• _What is being asked_
Below is a listing; copy all of it exactly.

• _Raw records_
═══

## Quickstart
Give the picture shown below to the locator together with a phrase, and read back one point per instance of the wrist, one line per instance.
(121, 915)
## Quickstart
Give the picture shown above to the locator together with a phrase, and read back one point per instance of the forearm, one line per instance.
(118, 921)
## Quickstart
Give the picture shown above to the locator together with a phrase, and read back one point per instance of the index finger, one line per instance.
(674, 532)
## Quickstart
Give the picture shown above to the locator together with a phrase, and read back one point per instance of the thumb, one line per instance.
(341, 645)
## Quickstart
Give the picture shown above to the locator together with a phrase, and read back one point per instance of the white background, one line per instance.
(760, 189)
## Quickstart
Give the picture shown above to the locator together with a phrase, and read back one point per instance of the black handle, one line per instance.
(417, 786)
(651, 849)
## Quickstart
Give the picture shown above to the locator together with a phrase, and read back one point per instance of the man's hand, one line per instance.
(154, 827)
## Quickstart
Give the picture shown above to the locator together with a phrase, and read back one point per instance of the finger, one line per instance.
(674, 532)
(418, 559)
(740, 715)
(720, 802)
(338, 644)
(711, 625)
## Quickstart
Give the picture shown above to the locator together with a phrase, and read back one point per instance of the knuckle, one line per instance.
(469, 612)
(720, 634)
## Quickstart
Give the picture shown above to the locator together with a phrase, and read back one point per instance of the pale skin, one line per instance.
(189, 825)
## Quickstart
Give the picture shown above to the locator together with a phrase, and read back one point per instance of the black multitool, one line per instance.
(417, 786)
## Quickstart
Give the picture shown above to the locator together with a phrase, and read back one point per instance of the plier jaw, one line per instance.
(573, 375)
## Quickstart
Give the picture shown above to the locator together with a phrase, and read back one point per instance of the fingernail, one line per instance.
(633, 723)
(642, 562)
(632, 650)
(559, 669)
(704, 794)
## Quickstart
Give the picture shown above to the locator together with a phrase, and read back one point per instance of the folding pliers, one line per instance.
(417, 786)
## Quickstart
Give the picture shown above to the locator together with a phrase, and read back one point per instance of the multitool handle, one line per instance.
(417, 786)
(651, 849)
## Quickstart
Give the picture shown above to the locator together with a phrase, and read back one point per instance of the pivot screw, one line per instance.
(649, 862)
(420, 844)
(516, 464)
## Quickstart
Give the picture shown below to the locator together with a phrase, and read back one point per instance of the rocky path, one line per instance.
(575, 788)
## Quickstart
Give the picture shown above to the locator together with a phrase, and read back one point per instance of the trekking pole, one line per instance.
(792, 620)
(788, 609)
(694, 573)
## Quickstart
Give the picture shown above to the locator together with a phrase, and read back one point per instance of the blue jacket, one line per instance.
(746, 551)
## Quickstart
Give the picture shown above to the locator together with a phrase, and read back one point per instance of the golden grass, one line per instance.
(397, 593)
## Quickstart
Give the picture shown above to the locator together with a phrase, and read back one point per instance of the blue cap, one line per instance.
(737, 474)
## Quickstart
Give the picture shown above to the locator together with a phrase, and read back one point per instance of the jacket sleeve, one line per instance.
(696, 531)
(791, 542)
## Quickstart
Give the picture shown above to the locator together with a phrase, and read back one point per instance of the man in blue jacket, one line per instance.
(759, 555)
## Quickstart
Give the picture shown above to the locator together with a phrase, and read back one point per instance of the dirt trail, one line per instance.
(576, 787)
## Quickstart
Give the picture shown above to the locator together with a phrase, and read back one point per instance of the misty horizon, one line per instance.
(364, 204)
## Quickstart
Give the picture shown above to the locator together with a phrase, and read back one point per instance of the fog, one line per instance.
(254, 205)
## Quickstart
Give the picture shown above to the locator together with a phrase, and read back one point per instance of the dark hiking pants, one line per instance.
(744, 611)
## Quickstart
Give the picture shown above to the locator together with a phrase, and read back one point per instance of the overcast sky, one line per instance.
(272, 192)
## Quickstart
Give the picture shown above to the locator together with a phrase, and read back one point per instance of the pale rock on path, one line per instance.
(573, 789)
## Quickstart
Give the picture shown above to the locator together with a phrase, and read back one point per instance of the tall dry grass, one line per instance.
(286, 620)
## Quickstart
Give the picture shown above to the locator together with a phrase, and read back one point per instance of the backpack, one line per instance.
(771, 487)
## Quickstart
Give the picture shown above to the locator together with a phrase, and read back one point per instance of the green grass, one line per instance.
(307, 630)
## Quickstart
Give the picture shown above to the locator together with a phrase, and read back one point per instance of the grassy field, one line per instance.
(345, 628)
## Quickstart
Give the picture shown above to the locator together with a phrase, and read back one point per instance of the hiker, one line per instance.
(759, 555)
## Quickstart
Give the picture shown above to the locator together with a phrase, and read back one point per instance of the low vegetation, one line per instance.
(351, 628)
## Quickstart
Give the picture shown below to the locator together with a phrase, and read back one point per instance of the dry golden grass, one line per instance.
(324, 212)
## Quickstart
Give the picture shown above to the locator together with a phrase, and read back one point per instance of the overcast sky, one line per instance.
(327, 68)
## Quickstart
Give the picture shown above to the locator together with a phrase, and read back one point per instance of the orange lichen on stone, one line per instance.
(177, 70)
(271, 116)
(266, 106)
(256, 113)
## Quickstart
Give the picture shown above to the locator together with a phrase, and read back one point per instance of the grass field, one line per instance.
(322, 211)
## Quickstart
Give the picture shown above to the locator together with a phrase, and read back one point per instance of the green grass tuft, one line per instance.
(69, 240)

═══

• _Exercise response_
## Quickstart
Give the picture shown below to the locator together with a phrase, and read back one point per instance of the wrist, one line per instance.
(121, 915)
## Quickstart
Give the picture shown above to the locator together with a phrase, and read back one point per instance of the forearm, one line per instance.
(118, 921)
## Quickstart
Give the picture shown above to the locator together with a phrase, and read back one point per instance of the index finger, one line per instance.
(674, 532)
## Quickstart
Give the picture shown above to the locator together with a phrase, and read back one point per instance of the thumb, one line per instance.
(341, 645)
## Quickstart
Give the picture shown above to the locator together with a phrase, and read back one point per instance of the white background, one line per instance.
(760, 189)
## Quickstart
Give the picture shown above to the locator together with a phrase, and read back one point per instance of the black handle, one line per instance.
(417, 786)
(651, 849)
## Quickstart
Give the picture shown above to the locator together with a phrase, and read back one point per instance of the man's hand, one line per instance.
(154, 827)
## Quickstart
Give the picture shown above to the locator together with a phrase, and read back one point per instance of the finger, one line per instance.
(674, 532)
(418, 559)
(740, 715)
(720, 802)
(338, 644)
(711, 625)
## Quickstart
Give the picture shown above to the locator together with a phrase, and read back one point per instance of the knuckle, one line per instance.
(469, 612)
(720, 634)
## Quickstart
Give the picture shown above to the locator together with a phrase, and read back one point per instance of the pale skin, one line per instance.
(189, 825)
## Quickstart
Give the picture shown above to the locator together with a phrase, and read back one point per instance of the black multitool, one line per instance.
(417, 786)
## Quickstart
Give the picture shown above to the locator together with a phrase, and read back one point per instance of the plier jaw, one line per instance.
(573, 375)
## Quickstart
Give the picture shown above to the locator together with a phrase, and read back one point per instance of the fingernail, one line per instance.
(633, 723)
(642, 562)
(632, 650)
(559, 669)
(704, 794)
## Quickstart
Give the picture shown above to the locator together with a phrase, and read back one point per instance of the folding pliers, one line per instance.
(417, 786)
## Quickstart
Give the picture shown above to the locator together with a phrase, and read back one point per instance of the multitool handle, one line per instance.
(417, 786)
(651, 849)
## Quickstart
Give the picture shown above to the locator together with a phrase, and read back one point per instance of the pivot screw, one line per instance.
(649, 862)
(420, 844)
(516, 464)
## Quickstart
Give the picture shown below to the locator together with a phrase, and read back one point per instance of the rocky path, one line per instance.
(575, 788)
## Quickstart
Give the picture shown above to the locator together with a phrase, and read back one point per instance of the trekking pole, one line per instance.
(792, 620)
(788, 609)
(694, 573)
## Quickstart
Give the picture shown above to the locator together with a phrase, and read back one point per instance of the blue jacket, one line per instance.
(746, 551)
## Quickstart
Give the picture shown above to the locator together with a phrase, and read back one point per instance of the golden grass, one line per instance.
(397, 593)
## Quickstart
Give the picture shown above to the locator together with a phrase, and read back one point per instance of the blue cap, one line per instance.
(737, 474)
## Quickstart
Give the picture shown above to the locator together with a phrase, and read back one point per instance of the jacket sleeve, one line per instance.
(696, 531)
(791, 542)
## Quickstart
Give the picture shown above to the locator together with a phrase, and read back one point per instance of the man in blue jacket, one line per instance.
(759, 555)
## Quickstart
Give the picture shown above to the locator together with a phrase, and read back one point per instance of the dirt trail, one line per instance.
(576, 787)
## Quickstart
Give the picture shown above to the locator together with a phrase, and read back one point per instance of the misty horizon, one line per instance.
(364, 204)
## Quickstart
Give the picture shown above to the locator together with a phrase, and read back one point per instance of the fog, one line per instance.
(254, 205)
## Quickstart
Give the picture shown above to the locator together with a phrase, and read back one point per instance of the dark hiking pants, one line per instance.
(744, 611)
## Quickstart
Give the picture shown above to the locator together with a phrase, and read back one point per instance of the overcast sky, one line per instance.
(272, 192)
## Quickstart
Give the picture shown above to the locator together with a phrase, and read back one point per instance of the pale rock on path, one line per instance.
(573, 789)
## Quickstart
Give the picture shown above to the locator together with a phrase, and read back one point per instance of the tall dry grass, one line per instance.
(286, 620)
## Quickstart
Give the picture shown above to the locator together with a phrase, and read back one point per instance of the backpack, one line per instance.
(771, 487)
## Quickstart
Give the picture shown above to the locator together with a phrase, and read back one point per instance of the green grass, one line per instance.
(307, 630)
## Quickstart
Give the picture shown above to the locator together with a phrase, and read back one point per instance of the grassy field, one line per instance.
(345, 628)
## Quickstart
Give the picture shown above to the locator together with a phrase, and read back one point per instance of the hiker, one line per instance.
(759, 555)
## Quickstart
Give the picture shown above to the locator together with a phrase, and read back one point per instance of the low vegetation, one line per instance.
(351, 628)
## Quickstart
Give the picture shown below to the locator together with a phrase, and read back one point per instance of the dry golden grass, one line per instance.
(324, 212)
## Quickstart
Give the picture shown above to the locator together with a phrase, and read back one point per instance of the overcast sky, one line per instance.
(327, 68)
## Quickstart
Give the picture shown above to the locator together with a phrase, and read back one point per instance of the orange lichen on stone, one line per instance.
(177, 70)
(271, 116)
(266, 106)
(256, 113)
## Quickstart
Give the picture shown above to the locator together with a phrase, and read back one point per instance of the grass field, one line per instance.
(322, 211)
## Quickstart
Give the picture shown above to the locator together with a phrase, and read back one point per instance of the green grass tuft, one line per instance.
(69, 240)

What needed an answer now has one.